* start Material for this exercise *

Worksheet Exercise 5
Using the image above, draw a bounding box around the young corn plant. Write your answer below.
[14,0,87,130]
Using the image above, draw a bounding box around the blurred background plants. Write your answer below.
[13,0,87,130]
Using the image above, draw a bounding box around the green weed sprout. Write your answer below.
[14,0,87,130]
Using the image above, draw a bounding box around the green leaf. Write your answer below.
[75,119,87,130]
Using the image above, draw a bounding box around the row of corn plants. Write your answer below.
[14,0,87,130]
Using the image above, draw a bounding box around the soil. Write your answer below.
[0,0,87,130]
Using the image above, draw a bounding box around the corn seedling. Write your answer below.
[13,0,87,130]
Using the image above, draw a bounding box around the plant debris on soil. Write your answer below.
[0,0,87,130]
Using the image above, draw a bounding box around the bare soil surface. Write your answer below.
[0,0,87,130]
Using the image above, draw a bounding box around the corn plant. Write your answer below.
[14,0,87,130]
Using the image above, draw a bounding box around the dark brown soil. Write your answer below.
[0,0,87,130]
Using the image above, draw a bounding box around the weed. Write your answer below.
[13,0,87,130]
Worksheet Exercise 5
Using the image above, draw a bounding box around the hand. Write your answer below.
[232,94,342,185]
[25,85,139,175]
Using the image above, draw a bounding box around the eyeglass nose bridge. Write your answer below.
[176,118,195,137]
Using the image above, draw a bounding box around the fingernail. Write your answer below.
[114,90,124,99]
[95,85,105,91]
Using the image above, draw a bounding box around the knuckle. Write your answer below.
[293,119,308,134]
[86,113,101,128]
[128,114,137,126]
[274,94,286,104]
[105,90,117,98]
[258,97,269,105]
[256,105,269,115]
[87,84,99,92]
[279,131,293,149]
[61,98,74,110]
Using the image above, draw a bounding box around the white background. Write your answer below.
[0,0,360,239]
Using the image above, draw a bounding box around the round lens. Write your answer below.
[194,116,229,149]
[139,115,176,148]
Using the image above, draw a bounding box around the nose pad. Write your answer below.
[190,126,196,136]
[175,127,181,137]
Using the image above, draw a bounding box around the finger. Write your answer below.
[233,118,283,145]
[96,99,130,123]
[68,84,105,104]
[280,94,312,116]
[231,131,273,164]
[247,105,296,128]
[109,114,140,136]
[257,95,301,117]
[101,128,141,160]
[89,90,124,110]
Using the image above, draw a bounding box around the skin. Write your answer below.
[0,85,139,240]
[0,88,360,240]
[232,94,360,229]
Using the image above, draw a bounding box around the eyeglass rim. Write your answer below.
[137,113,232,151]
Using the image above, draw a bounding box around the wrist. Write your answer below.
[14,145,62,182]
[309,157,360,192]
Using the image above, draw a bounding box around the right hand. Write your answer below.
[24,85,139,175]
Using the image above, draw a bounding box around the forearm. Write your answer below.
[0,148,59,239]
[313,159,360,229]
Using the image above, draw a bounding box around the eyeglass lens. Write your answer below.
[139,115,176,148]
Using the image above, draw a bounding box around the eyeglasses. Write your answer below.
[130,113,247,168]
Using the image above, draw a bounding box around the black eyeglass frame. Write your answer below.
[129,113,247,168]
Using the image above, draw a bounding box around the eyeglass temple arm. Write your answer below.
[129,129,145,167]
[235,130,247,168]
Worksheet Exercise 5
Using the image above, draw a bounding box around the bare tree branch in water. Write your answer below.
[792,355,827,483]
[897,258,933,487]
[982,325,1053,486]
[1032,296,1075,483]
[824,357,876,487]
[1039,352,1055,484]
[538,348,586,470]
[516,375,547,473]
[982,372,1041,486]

* end Material for this exercise *
* start Material for this exercise *

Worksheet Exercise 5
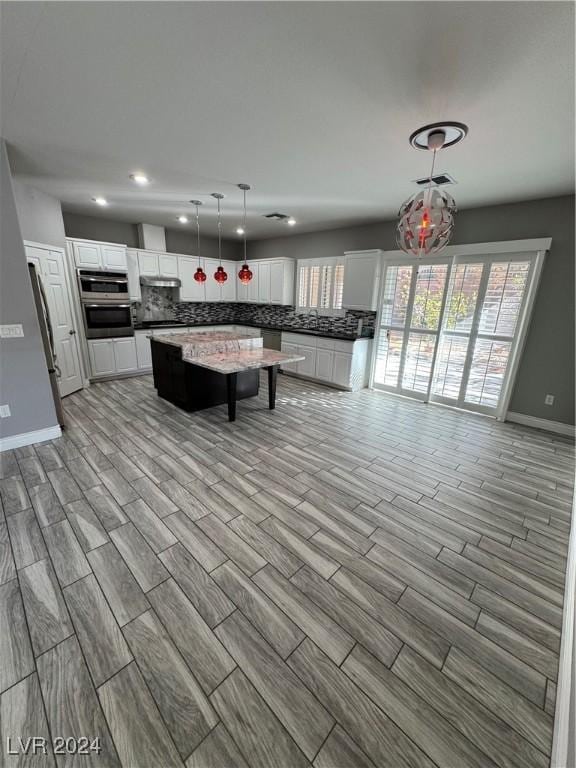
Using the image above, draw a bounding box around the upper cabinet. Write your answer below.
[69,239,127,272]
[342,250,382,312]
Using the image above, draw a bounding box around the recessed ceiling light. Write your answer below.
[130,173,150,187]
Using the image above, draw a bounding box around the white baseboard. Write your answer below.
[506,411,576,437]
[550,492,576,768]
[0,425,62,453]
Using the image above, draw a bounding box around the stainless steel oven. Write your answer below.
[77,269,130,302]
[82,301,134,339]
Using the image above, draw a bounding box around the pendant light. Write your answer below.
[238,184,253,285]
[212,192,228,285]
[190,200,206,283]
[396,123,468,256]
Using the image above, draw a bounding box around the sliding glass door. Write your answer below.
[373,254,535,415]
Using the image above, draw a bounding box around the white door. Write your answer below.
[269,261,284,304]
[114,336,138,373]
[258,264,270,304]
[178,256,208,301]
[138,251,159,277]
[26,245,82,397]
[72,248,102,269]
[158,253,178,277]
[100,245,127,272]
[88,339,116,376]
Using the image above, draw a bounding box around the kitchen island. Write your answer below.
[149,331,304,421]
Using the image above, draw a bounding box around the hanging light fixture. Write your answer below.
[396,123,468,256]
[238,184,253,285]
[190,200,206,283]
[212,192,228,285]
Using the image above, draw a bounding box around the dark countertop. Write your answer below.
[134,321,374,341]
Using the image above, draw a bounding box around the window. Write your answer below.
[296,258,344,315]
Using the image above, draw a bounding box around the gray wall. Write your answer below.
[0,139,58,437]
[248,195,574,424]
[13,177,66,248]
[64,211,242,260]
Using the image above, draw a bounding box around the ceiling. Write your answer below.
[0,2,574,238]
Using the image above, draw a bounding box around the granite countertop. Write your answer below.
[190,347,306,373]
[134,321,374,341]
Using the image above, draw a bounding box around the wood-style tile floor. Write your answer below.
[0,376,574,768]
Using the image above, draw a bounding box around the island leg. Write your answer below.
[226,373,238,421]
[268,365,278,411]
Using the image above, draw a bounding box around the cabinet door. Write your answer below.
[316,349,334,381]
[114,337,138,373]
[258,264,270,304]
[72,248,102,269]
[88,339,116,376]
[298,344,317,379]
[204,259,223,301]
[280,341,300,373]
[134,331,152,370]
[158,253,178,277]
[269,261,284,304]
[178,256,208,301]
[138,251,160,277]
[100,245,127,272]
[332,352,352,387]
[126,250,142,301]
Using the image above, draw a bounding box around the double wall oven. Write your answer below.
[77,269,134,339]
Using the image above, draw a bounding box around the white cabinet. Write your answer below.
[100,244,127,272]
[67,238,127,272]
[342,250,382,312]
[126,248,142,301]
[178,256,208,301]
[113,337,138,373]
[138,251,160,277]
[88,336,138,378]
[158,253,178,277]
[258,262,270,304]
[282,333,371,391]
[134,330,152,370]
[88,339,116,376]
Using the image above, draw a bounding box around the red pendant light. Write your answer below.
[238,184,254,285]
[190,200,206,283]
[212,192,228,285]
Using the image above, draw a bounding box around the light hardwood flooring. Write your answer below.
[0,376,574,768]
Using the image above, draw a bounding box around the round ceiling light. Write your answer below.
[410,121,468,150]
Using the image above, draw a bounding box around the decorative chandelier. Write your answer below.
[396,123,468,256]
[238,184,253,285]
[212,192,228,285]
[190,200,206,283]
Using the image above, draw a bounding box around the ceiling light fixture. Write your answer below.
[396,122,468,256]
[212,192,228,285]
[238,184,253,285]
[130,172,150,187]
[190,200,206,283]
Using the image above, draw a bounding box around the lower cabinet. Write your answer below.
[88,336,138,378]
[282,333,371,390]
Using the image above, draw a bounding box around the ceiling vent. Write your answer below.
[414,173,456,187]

* end Material for this exercise *
* start Material for this exercise *

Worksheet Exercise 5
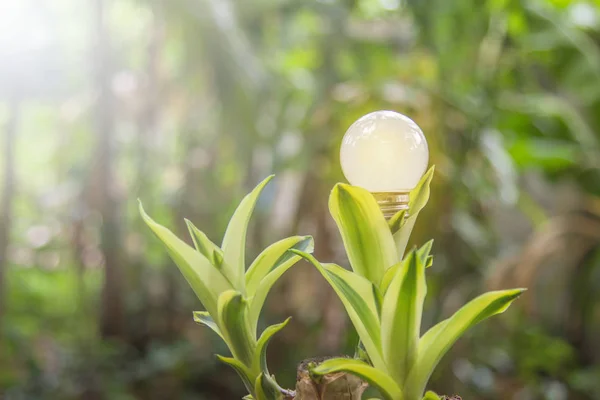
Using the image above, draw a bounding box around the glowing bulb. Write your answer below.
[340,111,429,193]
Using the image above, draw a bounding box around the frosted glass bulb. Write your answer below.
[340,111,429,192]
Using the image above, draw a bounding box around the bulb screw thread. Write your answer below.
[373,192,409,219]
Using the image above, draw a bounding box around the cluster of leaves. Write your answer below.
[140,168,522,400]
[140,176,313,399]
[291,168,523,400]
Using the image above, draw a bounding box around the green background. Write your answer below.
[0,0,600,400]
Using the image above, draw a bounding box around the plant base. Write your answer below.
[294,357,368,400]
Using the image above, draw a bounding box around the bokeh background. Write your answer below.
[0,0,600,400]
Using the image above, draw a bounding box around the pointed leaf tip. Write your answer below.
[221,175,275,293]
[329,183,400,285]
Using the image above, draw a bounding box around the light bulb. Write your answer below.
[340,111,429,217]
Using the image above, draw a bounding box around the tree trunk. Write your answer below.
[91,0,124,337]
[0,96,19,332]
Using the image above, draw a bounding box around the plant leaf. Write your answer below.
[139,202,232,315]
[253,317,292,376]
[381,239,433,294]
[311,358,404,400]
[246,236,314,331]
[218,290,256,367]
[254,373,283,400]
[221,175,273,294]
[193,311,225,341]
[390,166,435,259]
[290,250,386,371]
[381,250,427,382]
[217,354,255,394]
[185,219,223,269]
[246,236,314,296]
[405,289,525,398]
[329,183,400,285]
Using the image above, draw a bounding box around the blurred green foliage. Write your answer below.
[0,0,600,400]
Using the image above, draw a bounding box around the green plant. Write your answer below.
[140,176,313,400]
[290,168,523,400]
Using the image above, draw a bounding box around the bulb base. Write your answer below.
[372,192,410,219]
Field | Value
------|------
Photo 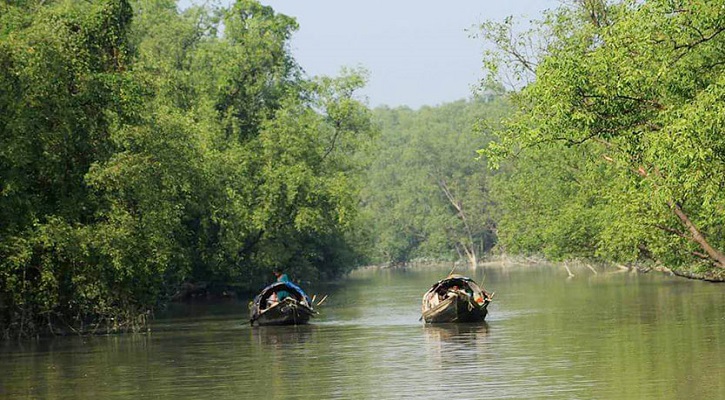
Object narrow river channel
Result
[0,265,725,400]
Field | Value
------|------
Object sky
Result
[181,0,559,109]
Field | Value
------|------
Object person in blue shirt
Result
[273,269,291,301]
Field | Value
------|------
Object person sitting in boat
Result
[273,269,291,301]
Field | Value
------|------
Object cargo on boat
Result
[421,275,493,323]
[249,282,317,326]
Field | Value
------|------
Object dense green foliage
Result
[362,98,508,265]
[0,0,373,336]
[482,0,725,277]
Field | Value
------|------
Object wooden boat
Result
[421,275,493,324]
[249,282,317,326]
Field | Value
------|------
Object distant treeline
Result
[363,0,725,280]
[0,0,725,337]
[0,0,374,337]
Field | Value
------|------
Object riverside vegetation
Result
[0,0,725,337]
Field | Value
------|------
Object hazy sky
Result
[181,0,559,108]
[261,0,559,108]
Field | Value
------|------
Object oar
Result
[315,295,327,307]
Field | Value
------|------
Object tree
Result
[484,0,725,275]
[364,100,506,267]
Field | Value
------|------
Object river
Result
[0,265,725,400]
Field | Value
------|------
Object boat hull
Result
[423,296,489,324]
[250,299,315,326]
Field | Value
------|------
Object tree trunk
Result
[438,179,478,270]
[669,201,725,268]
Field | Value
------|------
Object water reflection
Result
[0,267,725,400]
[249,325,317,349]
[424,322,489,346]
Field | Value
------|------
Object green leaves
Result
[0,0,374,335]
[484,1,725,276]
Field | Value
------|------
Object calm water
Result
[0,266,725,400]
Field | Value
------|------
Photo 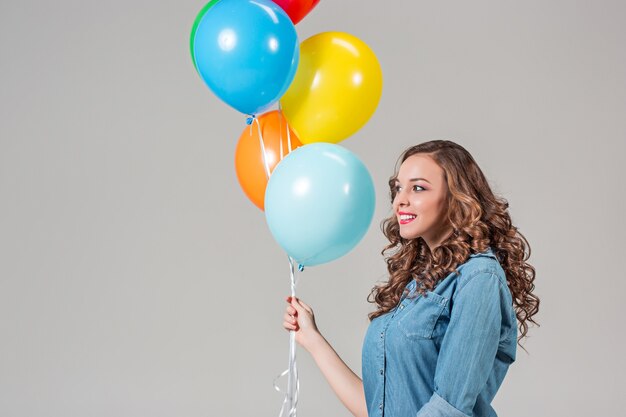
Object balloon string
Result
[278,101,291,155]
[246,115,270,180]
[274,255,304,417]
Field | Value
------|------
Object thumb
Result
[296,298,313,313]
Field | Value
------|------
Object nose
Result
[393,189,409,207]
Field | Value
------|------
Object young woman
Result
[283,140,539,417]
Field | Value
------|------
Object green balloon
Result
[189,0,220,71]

* end Material for this exercise *

Aim: Transcribe the material word for word, covering the stretch from the line containing "Using the image above, draw a bounding box around the red" through the line containing "[414,173,456,187]", with both of those lines included.

Complete answer:
Using the image above, draw a bounding box around the red pendant light. Write your answer below.
[238,184,254,285]
[190,200,206,283]
[212,192,228,285]
Using the image above, draw a bounding box around the light hardwood flooring. Write your answer below.
[0,376,574,768]
Using the image above, draw a bounding box around the round ceiling light. Write your answer below.
[410,121,468,150]
Using the image above, draw a bounding box around the decorative chandelier. Write your answer below.
[396,123,468,256]
[238,184,253,285]
[212,192,228,285]
[190,200,206,283]
Using the image above, draw a bounding box around the ceiling light fixture. Write your answer below.
[396,122,468,256]
[212,192,228,285]
[238,184,253,285]
[130,172,150,187]
[190,200,206,283]
Using the image above, draw a bounding box around the lower cabinet. Write your answer below.
[88,336,138,378]
[282,333,371,390]
Using the image above, draw a bounding box around the ceiling vent. Write your answer below.
[414,173,456,187]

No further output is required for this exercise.